Stored data
^^^^

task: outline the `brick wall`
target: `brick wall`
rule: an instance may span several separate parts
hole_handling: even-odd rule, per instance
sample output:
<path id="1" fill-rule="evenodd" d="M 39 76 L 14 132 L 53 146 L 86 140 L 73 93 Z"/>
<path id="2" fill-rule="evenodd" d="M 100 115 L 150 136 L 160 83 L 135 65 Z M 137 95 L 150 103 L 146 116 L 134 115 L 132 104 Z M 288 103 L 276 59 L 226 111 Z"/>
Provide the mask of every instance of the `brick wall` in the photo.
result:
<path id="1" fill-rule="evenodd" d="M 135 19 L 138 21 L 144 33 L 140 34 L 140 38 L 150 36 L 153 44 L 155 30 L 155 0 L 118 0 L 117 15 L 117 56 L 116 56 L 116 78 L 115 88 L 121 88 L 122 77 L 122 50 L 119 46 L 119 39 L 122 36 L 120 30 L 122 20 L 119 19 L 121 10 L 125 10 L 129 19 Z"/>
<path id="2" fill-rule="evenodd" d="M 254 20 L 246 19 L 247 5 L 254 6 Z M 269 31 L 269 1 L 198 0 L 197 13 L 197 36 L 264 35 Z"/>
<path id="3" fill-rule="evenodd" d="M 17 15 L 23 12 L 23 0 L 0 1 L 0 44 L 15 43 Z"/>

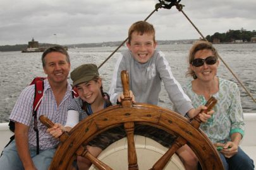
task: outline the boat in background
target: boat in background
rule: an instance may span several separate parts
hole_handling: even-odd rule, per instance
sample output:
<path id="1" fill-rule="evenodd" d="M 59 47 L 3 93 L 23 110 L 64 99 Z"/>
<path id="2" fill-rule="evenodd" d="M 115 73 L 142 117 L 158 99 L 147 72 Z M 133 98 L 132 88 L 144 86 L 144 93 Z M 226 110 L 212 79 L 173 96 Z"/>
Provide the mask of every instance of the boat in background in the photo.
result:
<path id="1" fill-rule="evenodd" d="M 44 52 L 46 47 L 39 47 L 39 43 L 32 38 L 31 42 L 28 42 L 28 47 L 21 52 Z"/>

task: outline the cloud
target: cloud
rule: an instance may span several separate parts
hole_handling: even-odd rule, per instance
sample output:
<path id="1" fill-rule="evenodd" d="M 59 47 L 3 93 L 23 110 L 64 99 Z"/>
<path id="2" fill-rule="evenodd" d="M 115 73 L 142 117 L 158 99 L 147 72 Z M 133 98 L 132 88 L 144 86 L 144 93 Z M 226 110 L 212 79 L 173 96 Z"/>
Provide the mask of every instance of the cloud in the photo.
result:
<path id="1" fill-rule="evenodd" d="M 0 45 L 39 42 L 61 44 L 123 40 L 131 23 L 143 20 L 156 0 L 2 0 Z M 256 1 L 183 0 L 184 12 L 206 36 L 229 29 L 255 30 Z M 200 36 L 175 7 L 160 9 L 149 19 L 157 40 Z M 54 35 L 54 34 L 56 35 Z"/>

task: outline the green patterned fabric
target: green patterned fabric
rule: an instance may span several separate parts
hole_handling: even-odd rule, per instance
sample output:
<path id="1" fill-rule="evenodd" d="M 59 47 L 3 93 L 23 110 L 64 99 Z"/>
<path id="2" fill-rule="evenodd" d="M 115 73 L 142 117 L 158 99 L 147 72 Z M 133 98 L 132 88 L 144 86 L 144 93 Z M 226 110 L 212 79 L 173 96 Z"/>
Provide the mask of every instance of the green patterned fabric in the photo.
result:
<path id="1" fill-rule="evenodd" d="M 243 135 L 245 123 L 241 106 L 240 93 L 236 83 L 219 78 L 219 91 L 212 96 L 217 99 L 213 108 L 214 113 L 207 122 L 201 123 L 200 128 L 212 143 L 226 143 L 230 136 L 238 132 Z M 195 108 L 204 105 L 206 100 L 203 96 L 192 91 L 192 82 L 183 88 Z"/>

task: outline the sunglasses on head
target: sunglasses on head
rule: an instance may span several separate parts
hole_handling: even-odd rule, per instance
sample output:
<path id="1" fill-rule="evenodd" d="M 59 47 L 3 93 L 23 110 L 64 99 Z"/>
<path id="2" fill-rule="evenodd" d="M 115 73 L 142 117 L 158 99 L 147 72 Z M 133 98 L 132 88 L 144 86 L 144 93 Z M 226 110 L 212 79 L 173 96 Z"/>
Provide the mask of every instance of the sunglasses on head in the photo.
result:
<path id="1" fill-rule="evenodd" d="M 200 67 L 203 65 L 205 62 L 208 65 L 213 65 L 216 63 L 217 59 L 214 56 L 209 56 L 206 57 L 205 59 L 195 59 L 191 64 L 195 67 Z"/>

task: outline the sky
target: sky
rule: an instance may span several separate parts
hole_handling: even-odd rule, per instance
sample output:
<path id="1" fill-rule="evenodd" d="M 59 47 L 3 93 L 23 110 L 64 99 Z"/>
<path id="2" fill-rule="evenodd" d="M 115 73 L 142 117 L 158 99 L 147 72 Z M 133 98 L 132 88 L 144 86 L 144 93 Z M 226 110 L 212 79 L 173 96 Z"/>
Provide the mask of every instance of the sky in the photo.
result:
<path id="1" fill-rule="evenodd" d="M 134 22 L 144 20 L 157 0 L 0 0 L 0 45 L 61 45 L 123 41 Z M 256 30 L 256 1 L 181 0 L 184 13 L 204 36 L 231 30 Z M 147 20 L 157 40 L 199 38 L 175 7 Z"/>

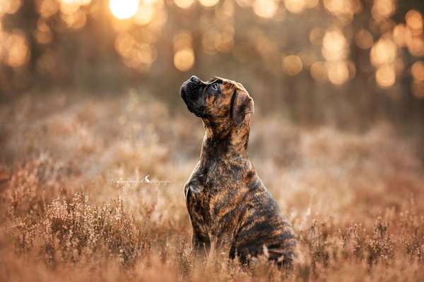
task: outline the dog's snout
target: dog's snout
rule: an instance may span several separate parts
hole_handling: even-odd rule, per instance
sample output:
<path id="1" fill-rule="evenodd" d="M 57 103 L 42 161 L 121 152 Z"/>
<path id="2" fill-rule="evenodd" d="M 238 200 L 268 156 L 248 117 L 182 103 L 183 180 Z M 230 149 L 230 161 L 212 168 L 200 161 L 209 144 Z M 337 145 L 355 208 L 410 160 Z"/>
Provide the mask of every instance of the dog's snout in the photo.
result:
<path id="1" fill-rule="evenodd" d="M 200 79 L 196 75 L 192 75 L 192 77 L 190 78 L 190 81 L 192 81 L 194 82 L 199 82 Z"/>

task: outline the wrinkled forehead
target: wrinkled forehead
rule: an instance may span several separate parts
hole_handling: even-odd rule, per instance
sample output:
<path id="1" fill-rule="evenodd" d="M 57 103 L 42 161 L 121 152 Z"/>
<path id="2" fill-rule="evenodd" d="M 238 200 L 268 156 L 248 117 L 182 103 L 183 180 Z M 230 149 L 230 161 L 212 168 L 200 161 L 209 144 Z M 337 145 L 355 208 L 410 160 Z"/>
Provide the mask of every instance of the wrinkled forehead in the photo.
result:
<path id="1" fill-rule="evenodd" d="M 209 80 L 211 82 L 221 82 L 223 85 L 225 90 L 228 90 L 228 91 L 234 91 L 234 90 L 242 90 L 246 91 L 245 87 L 240 82 L 235 82 L 234 80 L 231 80 L 229 79 L 220 78 L 218 76 L 215 76 L 212 79 Z M 247 91 L 246 91 L 247 92 Z"/>

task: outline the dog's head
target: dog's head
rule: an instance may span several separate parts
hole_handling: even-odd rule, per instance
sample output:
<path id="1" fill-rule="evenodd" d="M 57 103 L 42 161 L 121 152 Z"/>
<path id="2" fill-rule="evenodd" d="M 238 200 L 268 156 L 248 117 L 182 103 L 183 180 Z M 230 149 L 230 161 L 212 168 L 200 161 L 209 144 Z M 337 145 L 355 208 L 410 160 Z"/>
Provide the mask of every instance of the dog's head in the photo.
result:
<path id="1" fill-rule="evenodd" d="M 204 82 L 192 76 L 182 83 L 181 97 L 189 111 L 206 123 L 240 126 L 254 112 L 253 99 L 243 85 L 218 77 Z"/>

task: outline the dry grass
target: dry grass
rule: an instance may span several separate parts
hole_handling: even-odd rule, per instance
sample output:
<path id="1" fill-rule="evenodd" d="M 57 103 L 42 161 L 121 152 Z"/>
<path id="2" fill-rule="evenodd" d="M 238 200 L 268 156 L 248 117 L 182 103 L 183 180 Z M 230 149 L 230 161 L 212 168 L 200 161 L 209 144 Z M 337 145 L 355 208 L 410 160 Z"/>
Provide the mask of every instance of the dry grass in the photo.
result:
<path id="1" fill-rule="evenodd" d="M 192 256 L 182 193 L 200 123 L 135 92 L 0 109 L 0 276 L 18 281 L 420 281 L 419 144 L 256 116 L 250 154 L 300 244 L 292 273 Z M 169 180 L 125 183 L 117 180 Z"/>

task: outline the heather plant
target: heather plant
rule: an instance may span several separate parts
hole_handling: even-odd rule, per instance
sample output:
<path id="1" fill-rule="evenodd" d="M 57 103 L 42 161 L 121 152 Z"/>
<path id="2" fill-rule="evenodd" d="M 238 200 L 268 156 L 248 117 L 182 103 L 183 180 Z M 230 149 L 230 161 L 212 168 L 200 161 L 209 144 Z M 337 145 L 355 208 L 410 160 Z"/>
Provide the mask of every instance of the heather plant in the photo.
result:
<path id="1" fill-rule="evenodd" d="M 146 107 L 134 93 L 102 103 L 76 97 L 60 113 L 49 113 L 57 102 L 40 99 L 44 107 L 28 114 L 35 125 L 13 114 L 1 125 L 5 281 L 418 281 L 424 275 L 424 169 L 416 137 L 399 137 L 387 124 L 353 133 L 255 119 L 254 162 L 299 240 L 285 272 L 266 262 L 266 252 L 248 266 L 219 250 L 206 259 L 192 253 L 182 187 L 198 157 L 190 146 L 201 140 L 200 124 L 184 115 L 165 123 L 166 108 Z M 22 113 L 33 102 L 13 106 Z M 286 153 L 273 155 L 269 147 L 280 142 Z M 145 183 L 147 176 L 167 182 Z"/>

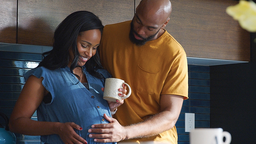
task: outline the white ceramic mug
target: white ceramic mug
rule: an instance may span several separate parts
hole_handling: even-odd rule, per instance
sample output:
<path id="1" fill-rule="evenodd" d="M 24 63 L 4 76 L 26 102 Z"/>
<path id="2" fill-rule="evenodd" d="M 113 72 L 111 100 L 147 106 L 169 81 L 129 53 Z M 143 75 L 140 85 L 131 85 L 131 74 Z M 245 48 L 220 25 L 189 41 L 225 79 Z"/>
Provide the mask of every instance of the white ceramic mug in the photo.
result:
<path id="1" fill-rule="evenodd" d="M 128 87 L 129 92 L 125 96 L 120 97 L 118 94 L 122 94 L 119 91 L 119 88 L 123 88 L 122 85 L 125 84 Z M 111 102 L 116 102 L 117 100 L 121 101 L 122 99 L 125 99 L 130 96 L 132 90 L 129 84 L 124 82 L 124 81 L 115 78 L 106 79 L 104 87 L 103 99 Z"/>
<path id="2" fill-rule="evenodd" d="M 221 128 L 196 128 L 189 133 L 189 141 L 190 144 L 229 144 L 231 135 Z"/>

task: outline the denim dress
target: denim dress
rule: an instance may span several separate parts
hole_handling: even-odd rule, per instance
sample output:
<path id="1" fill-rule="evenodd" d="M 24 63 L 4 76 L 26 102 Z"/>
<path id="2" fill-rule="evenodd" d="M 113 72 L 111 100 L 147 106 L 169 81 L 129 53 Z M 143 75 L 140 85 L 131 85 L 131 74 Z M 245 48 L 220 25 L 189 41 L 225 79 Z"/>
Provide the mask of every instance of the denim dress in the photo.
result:
<path id="1" fill-rule="evenodd" d="M 88 130 L 94 124 L 109 122 L 103 117 L 105 113 L 111 117 L 107 102 L 103 99 L 101 88 L 104 82 L 89 74 L 83 68 L 89 84 L 86 88 L 70 72 L 69 67 L 51 70 L 43 67 L 32 69 L 24 74 L 25 79 L 31 75 L 39 78 L 43 77 L 43 85 L 51 94 L 50 102 L 42 102 L 37 110 L 38 121 L 74 122 L 83 128 L 82 130 L 74 129 L 88 144 L 99 144 L 89 137 Z M 111 77 L 106 71 L 98 72 L 105 78 Z M 46 143 L 64 144 L 57 134 L 41 136 L 42 141 Z M 106 143 L 104 143 L 106 144 Z M 107 144 L 116 144 L 110 143 Z"/>

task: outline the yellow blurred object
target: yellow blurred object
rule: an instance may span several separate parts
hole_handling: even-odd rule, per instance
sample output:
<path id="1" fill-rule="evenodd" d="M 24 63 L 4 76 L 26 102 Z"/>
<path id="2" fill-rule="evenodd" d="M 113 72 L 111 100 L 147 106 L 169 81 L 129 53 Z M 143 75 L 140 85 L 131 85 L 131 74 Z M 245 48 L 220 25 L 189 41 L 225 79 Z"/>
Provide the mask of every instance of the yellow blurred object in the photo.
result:
<path id="1" fill-rule="evenodd" d="M 238 20 L 242 28 L 251 32 L 256 32 L 256 4 L 241 0 L 239 3 L 227 8 L 226 12 Z"/>

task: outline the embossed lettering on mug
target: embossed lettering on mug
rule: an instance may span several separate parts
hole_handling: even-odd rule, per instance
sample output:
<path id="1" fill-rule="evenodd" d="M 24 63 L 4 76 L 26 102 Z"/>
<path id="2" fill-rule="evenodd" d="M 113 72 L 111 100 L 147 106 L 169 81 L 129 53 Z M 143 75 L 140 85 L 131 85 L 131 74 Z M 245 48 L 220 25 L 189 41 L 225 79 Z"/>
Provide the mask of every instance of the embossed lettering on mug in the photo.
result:
<path id="1" fill-rule="evenodd" d="M 118 90 L 123 88 L 123 84 L 124 84 L 128 87 L 129 92 L 126 96 L 121 97 L 118 94 L 122 93 Z M 116 102 L 117 100 L 121 100 L 122 99 L 125 99 L 131 95 L 132 91 L 130 86 L 124 81 L 120 79 L 114 78 L 106 79 L 104 87 L 103 99 L 112 102 Z"/>

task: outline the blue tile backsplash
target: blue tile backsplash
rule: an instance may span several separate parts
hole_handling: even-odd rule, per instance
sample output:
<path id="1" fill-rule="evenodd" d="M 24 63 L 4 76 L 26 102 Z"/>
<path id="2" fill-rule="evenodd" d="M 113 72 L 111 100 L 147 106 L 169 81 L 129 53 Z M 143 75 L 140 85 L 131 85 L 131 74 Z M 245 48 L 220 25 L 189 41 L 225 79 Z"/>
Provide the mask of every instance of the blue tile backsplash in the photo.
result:
<path id="1" fill-rule="evenodd" d="M 19 50 L 1 51 L 0 48 L 0 111 L 9 117 L 25 83 L 23 74 L 36 67 L 42 58 L 42 52 Z M 195 113 L 195 128 L 210 127 L 210 67 L 188 67 L 189 98 L 184 101 L 176 125 L 178 144 L 189 144 L 189 133 L 185 132 L 185 113 Z M 31 118 L 37 120 L 36 113 Z M 3 119 L 0 119 L 0 125 L 4 125 Z M 39 136 L 15 134 L 17 144 L 41 143 Z"/>

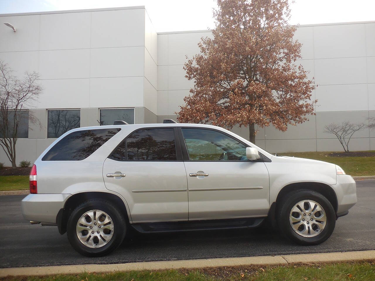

^^^^

:: YOUR GOAL ::
Lay out as a numbered list, omitting blank lines, the lines of the data starting with the line that contains "task: outline the boat in background" and going on through the line that contains "44 52 L 46 47", including both of those lines.

:: SOLUTION FOR THIS PROBLEM ::
1. task: outline the boat in background
2. target: boat in background
3. rule: an instance may span several separate parts
4. hole_handling: even-odd rule, per instance
5. sample output:
6. <path id="1" fill-rule="evenodd" d="M 59 47 L 3 93 L 23 110 L 64 99 Z"/>
7. <path id="2" fill-rule="evenodd" d="M 115 73 L 142 117 L 158 99 L 147 72 Z M 133 98 L 132 88 L 144 86 L 144 93 Z M 226 110 L 212 79 L 173 96 Z"/>
8. Provide the mask of every instance of the boat in background in the photo.
9. result:
10. <path id="1" fill-rule="evenodd" d="M 44 52 L 46 47 L 39 47 L 39 43 L 32 38 L 31 42 L 28 42 L 28 47 L 21 52 Z"/>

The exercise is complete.